• What this exercise asks:
1 > In the article about Mac's Chophouse, rewrite the text between "Dave Reardon, who" and "choices, he said.", inclusive, substituting "red snapper" for "sea bass".
2 > Determine whether each statement agrees with the article about Mac's Chophouse, answering yes or no and quoting the deciding words: (a) Reardon sold Shillings in November. (b) The grand opening is expected in March. (c) The restaurant will eventually employ 40 to 50 staff.

• Given passage:
────

MARIETTA — Work on Mac’s Chophouse, the newest Marietta Square restaurant venture that has replaced the four-decade mainstay Shillings on the Square, is nearly complete, owner Randy McCray tells the MDJ.
New signs have gone up on the historic two-story building at the corner of North Park Square and Church Street, and while butcher paper still blocks the windows, a few passersby have recently been seen trying to sneak a peek inside through slivers left uncovered.
Dave Reardon, who owned Shillings for the length of its life on the Square, sold the restaurant in November. McCray’s new restaurant will have a focus on steaks and seafood, with menu items to include slow-cooked meat, six to eight prime Angus beef options and seafood dishes such as sea bass.
The new establishment will also boast a wide variety of wines, craft cocktails and 10 to 12 beers on tap, and the lunch menu will include a variety of sandwiches, salads and other lighter choices, he said.
Other items such as pimiento cheese fritters are expected to be adapted from the menu of The Mill Kitchen & Bar in downtown Roswell, another of McCray’s restaurants. He said the restaurant will be open for lunch and dinner, as well as Sunday brunch. Upstairs will be a more formal dining experience, while downstairs will be a little more lively, McCray said.
McCray said remodeling of the restaurant is about 90% complete, and contractors are installing booths, hanging light fixtures and completing touch-up work. He said the coronavirus delayed the goal of opening in March, and though there’s only about a week of work left to go, he’ll be cautious with a grand opening date, which he said should be during the first week of June.
“We just feel it’s the right thing to do right now,” McCray said, adding that the restaurant will eventually employ 40 to 50 staff. “All in all, it probably was a good thing, because it allowed us to do what we wanted to do instead of trying to rush the process.”
The restaurateur said those who visited the former Shillings will notice a marked difference — the space has been opened up significantly, the upstairs bar has been replaced and the building has received new plumbing, electrical, countertops and other features — but there will be touches of the building’s past sprinkled throughout the new restaurant.
“It’s much brighter and cleaner and fresher in the restaurant. … It doesn’t look the same. The restaurant has been completely revitalized. It’s a total overhaul,” he said, adding that the restaurant will be a high-quality but affordable dining option. “But we’ve kept a large portion of the antique bar that (Reardon) had that’s probably, gosh, it’s probably over 100 years old.”
Wood that was taken out of floors or ceilings in portions of the building has also been repurposed for other parts of the renovations, and the building’s original red oak hardwood floors have been restored, maintaining its history but also making it warm, McCray and his contractors said.
“We brought back a lot of exposed brick on the inside. Back in the ’70s and ’80s people ... plastered and covered up a lot of that beautiful brick and we just decided to go back in and tear that off,” McCray said.
For Gordon Brans, a 30-year Marietta resident and the contractor remodeling the building, the Mac’s job has come full circle.

────

• Data listing:

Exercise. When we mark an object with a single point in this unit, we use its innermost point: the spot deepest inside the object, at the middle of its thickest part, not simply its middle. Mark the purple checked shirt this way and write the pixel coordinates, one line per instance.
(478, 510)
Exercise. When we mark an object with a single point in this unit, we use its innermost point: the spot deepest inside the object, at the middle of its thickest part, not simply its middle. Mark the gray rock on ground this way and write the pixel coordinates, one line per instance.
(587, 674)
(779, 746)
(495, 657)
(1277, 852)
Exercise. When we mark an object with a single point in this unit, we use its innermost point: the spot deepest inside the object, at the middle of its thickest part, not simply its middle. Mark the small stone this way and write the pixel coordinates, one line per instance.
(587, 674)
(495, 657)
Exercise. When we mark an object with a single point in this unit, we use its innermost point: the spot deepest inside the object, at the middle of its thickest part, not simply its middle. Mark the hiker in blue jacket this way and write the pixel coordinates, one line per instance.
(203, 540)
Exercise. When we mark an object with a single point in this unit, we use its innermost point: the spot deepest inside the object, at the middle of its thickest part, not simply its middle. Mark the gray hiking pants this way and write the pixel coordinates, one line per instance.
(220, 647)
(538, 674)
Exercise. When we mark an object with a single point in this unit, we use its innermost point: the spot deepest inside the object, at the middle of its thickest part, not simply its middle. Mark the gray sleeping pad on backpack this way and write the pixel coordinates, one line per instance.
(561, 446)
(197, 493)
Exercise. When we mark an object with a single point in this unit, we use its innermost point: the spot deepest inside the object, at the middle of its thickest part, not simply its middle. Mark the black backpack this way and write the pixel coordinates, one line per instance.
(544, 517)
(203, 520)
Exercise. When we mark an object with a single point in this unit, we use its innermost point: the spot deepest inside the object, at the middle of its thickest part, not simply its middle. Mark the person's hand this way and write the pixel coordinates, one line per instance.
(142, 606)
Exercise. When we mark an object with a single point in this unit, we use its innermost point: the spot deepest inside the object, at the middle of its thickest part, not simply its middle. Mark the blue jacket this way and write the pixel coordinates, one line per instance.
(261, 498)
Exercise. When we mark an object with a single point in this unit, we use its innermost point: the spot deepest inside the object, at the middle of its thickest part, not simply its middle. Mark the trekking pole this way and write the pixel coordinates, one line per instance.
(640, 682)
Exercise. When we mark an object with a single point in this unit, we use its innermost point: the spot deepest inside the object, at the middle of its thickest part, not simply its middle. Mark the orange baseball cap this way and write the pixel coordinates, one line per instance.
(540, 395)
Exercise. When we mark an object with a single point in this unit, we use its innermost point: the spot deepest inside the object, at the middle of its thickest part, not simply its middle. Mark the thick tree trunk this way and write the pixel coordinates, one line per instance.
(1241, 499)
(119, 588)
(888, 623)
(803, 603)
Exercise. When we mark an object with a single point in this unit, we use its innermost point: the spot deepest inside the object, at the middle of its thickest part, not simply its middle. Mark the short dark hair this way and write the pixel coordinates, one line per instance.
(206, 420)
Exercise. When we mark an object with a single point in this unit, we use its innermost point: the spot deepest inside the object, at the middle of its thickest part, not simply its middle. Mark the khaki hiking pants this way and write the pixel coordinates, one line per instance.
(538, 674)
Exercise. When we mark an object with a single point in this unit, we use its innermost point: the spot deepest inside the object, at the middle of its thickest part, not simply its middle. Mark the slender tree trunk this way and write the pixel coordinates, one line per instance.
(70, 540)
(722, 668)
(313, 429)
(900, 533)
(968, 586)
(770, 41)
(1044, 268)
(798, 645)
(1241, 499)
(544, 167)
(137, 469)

────

• Answer set:
1 >
Dave Reardon, who owned Shillings for the length of its life on the Square, sold the restaurant in November. McCray’s new restaurant will have a focus on steaks and seafood, with menu items to include slow-cooked meat, six to eight prime Angus beef options and seafood dishes such as red snapper.
The new establishment will also boast a wide variety of wines, craft cocktails and 10 to 12 beers on tap, and the lunch menu will include a variety of sandwiches, salads and other lighter choices, he said.

2 >
(a) Yes: "sold the restaurant in November."
(b) No: "a grand opening date, which he said should be during the first week of June."
(c) Yes: "the restaurant will eventually employ 40 to 50 staff."